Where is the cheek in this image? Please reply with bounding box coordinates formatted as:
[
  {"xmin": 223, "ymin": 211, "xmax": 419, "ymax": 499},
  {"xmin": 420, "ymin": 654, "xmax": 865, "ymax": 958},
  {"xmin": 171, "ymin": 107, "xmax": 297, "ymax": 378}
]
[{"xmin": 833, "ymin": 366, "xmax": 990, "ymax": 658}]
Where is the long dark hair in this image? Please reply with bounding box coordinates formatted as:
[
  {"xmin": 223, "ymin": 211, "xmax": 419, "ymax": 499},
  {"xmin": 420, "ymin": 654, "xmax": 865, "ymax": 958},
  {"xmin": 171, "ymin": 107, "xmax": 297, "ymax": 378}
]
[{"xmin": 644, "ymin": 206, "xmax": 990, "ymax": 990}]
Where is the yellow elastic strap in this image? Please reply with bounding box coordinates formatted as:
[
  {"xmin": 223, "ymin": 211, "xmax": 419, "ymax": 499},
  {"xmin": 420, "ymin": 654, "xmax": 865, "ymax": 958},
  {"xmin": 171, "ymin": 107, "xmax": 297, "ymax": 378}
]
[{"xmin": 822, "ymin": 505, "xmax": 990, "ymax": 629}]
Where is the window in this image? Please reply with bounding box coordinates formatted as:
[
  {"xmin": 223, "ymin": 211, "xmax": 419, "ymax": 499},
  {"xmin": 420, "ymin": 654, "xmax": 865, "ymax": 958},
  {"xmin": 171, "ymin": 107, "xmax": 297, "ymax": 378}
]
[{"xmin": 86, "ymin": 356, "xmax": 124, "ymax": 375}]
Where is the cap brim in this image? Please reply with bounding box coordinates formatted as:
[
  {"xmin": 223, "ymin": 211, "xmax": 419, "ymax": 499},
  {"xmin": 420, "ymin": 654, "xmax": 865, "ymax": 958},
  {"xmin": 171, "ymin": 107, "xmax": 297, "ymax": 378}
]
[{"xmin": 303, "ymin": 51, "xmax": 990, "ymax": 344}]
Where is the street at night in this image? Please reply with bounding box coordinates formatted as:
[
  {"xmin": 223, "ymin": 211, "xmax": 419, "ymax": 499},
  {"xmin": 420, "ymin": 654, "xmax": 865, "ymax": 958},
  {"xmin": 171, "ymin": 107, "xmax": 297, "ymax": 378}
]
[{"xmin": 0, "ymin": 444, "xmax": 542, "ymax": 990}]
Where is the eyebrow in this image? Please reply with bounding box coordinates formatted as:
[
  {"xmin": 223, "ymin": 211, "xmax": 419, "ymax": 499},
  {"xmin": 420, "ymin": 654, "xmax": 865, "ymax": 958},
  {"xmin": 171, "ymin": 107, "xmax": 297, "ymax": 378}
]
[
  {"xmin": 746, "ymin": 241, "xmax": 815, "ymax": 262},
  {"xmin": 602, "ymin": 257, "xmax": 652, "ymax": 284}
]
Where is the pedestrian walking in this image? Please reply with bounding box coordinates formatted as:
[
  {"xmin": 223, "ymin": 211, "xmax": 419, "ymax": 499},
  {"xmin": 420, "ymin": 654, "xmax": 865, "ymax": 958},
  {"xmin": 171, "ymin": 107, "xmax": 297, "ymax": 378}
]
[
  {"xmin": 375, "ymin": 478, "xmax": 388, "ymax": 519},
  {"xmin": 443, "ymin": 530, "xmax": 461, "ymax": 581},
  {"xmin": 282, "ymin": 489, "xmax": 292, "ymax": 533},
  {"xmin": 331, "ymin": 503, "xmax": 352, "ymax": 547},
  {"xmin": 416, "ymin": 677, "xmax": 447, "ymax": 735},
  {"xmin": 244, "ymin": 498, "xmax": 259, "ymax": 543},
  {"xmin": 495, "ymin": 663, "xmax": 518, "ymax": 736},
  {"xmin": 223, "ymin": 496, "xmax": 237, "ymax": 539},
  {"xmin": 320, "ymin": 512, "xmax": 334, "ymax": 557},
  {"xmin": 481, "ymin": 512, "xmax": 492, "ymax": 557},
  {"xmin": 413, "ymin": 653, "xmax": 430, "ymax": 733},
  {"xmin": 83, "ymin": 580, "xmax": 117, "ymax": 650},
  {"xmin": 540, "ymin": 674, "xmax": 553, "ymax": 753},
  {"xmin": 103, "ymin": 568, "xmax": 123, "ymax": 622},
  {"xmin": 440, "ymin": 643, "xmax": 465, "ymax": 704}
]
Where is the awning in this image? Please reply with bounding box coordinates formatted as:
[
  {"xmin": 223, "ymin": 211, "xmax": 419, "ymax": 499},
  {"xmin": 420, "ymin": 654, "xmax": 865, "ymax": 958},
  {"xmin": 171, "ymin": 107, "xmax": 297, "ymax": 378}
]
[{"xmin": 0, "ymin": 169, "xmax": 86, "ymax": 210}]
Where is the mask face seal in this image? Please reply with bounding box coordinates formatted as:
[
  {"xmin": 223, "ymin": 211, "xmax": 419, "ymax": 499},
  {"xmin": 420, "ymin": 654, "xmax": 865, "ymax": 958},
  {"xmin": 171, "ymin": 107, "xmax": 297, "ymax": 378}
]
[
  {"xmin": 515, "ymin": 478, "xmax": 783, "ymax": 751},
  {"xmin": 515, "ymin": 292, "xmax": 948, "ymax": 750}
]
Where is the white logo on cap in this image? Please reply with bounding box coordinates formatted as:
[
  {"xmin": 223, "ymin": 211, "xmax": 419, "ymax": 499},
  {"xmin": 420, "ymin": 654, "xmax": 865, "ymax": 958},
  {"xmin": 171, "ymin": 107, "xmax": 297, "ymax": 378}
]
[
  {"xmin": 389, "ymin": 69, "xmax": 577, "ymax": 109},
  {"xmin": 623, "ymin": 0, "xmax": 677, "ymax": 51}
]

━━━━━━━━━━━━━━━━━━━━

# [Objective]
Present the listing above as a numbered list with one line per entry, omitting any blank lines.

# [Written solution]
1. Where is the cheek in this image? Please reply with bounding box coordinates formatted as:
2. [
3.   {"xmin": 223, "ymin": 211, "xmax": 419, "ymax": 499},
4.   {"xmin": 420, "ymin": 654, "xmax": 865, "ymax": 958},
5.   {"xmin": 171, "ymin": 107, "xmax": 297, "ymax": 378}
6. ]
7. [{"xmin": 833, "ymin": 366, "xmax": 990, "ymax": 658}]
8. Where is the long dark hair in this image? Please reply with bounding box coordinates formatted as:
9. [
10.   {"xmin": 223, "ymin": 211, "xmax": 419, "ymax": 499},
11.   {"xmin": 420, "ymin": 654, "xmax": 865, "ymax": 958},
12.   {"xmin": 171, "ymin": 107, "xmax": 297, "ymax": 378}
13. ]
14. [{"xmin": 644, "ymin": 206, "xmax": 990, "ymax": 990}]
15. Where is the yellow elastic strap in this image? Please reply with bounding box coordinates formatted as:
16. [
17.   {"xmin": 223, "ymin": 211, "xmax": 419, "ymax": 499},
18.   {"xmin": 420, "ymin": 654, "xmax": 865, "ymax": 958},
19.   {"xmin": 171, "ymin": 107, "xmax": 297, "ymax": 378}
20. ]
21. [{"xmin": 822, "ymin": 505, "xmax": 990, "ymax": 629}]
22. Where is the window in this image? Please reply with bounding box coordinates formatted as:
23. [
24.   {"xmin": 223, "ymin": 211, "xmax": 419, "ymax": 499},
25.   {"xmin": 420, "ymin": 654, "xmax": 865, "ymax": 958},
26.   {"xmin": 171, "ymin": 107, "xmax": 297, "ymax": 378}
27. ]
28. [{"xmin": 86, "ymin": 356, "xmax": 124, "ymax": 375}]
29. Where is the cap brim in this image? Please reply with bounding box coordinates formatted as:
30. [
31.   {"xmin": 223, "ymin": 211, "xmax": 419, "ymax": 499},
32.   {"xmin": 420, "ymin": 654, "xmax": 865, "ymax": 958},
33.   {"xmin": 171, "ymin": 107, "xmax": 297, "ymax": 378}
34. ]
35. [{"xmin": 303, "ymin": 51, "xmax": 990, "ymax": 344}]
36. Where is the street at night in this image? Please reply with bounding box coordinates formatted as:
37. [
38.   {"xmin": 223, "ymin": 211, "xmax": 419, "ymax": 499},
39.   {"xmin": 420, "ymin": 654, "xmax": 865, "ymax": 958},
40.   {"xmin": 171, "ymin": 107, "xmax": 297, "ymax": 378}
41. ]
42. [{"xmin": 0, "ymin": 444, "xmax": 542, "ymax": 990}]
43. Where is the eyebrow in this image? Please reply with bounding box coordinates formatted as:
44. [
45.   {"xmin": 223, "ymin": 211, "xmax": 419, "ymax": 499},
46.   {"xmin": 420, "ymin": 654, "xmax": 865, "ymax": 958},
47.   {"xmin": 171, "ymin": 107, "xmax": 297, "ymax": 378}
48. ]
49. [
50.   {"xmin": 746, "ymin": 241, "xmax": 815, "ymax": 262},
51.   {"xmin": 602, "ymin": 257, "xmax": 652, "ymax": 284}
52. ]
53. Where is the pedestrian walking in this image? Please reply with bounding box coordinates formatted as:
54. [
55.   {"xmin": 223, "ymin": 211, "xmax": 419, "ymax": 499},
56.   {"xmin": 420, "ymin": 654, "xmax": 865, "ymax": 958},
57.   {"xmin": 171, "ymin": 107, "xmax": 297, "ymax": 378}
58. ]
59. [
60.   {"xmin": 375, "ymin": 478, "xmax": 388, "ymax": 519},
61.   {"xmin": 443, "ymin": 530, "xmax": 461, "ymax": 581},
62.   {"xmin": 282, "ymin": 489, "xmax": 292, "ymax": 533},
63.   {"xmin": 331, "ymin": 503, "xmax": 352, "ymax": 547},
64.   {"xmin": 416, "ymin": 677, "xmax": 447, "ymax": 735},
65.   {"xmin": 244, "ymin": 498, "xmax": 259, "ymax": 543},
66.   {"xmin": 495, "ymin": 663, "xmax": 518, "ymax": 736},
67.   {"xmin": 223, "ymin": 496, "xmax": 237, "ymax": 539},
68.   {"xmin": 320, "ymin": 512, "xmax": 334, "ymax": 557},
69.   {"xmin": 481, "ymin": 512, "xmax": 492, "ymax": 557},
70.   {"xmin": 413, "ymin": 653, "xmax": 430, "ymax": 733},
71.   {"xmin": 83, "ymin": 580, "xmax": 117, "ymax": 650},
72.   {"xmin": 540, "ymin": 674, "xmax": 553, "ymax": 753},
73.   {"xmin": 103, "ymin": 568, "xmax": 123, "ymax": 622},
74.   {"xmin": 440, "ymin": 643, "xmax": 465, "ymax": 704}
75. ]
76. Where is the awning in this image? Please reply with bounding box coordinates formatted as:
77. [
78.   {"xmin": 223, "ymin": 211, "xmax": 419, "ymax": 499},
79.   {"xmin": 420, "ymin": 654, "xmax": 865, "ymax": 958},
80.   {"xmin": 171, "ymin": 107, "xmax": 297, "ymax": 378}
81. ]
82. [{"xmin": 0, "ymin": 169, "xmax": 86, "ymax": 210}]
83. Where is the mask face seal in this image? Please reply with bounding box coordinates formatted as:
84. [
85.   {"xmin": 223, "ymin": 211, "xmax": 419, "ymax": 499},
86.   {"xmin": 420, "ymin": 654, "xmax": 865, "ymax": 958},
87.   {"xmin": 171, "ymin": 107, "xmax": 297, "ymax": 378}
88. ]
89. [
90.   {"xmin": 515, "ymin": 478, "xmax": 783, "ymax": 751},
91.   {"xmin": 515, "ymin": 292, "xmax": 948, "ymax": 750}
92. ]
93. Where is the white logo on cap in this image? Please reply with bounding box coordinates formatted as:
94. [
95.   {"xmin": 223, "ymin": 211, "xmax": 419, "ymax": 499},
96.   {"xmin": 420, "ymin": 654, "xmax": 865, "ymax": 958},
97.   {"xmin": 171, "ymin": 107, "xmax": 297, "ymax": 378}
98. ]
99. [
100.   {"xmin": 389, "ymin": 69, "xmax": 577, "ymax": 109},
101.   {"xmin": 623, "ymin": 0, "xmax": 677, "ymax": 51}
102. ]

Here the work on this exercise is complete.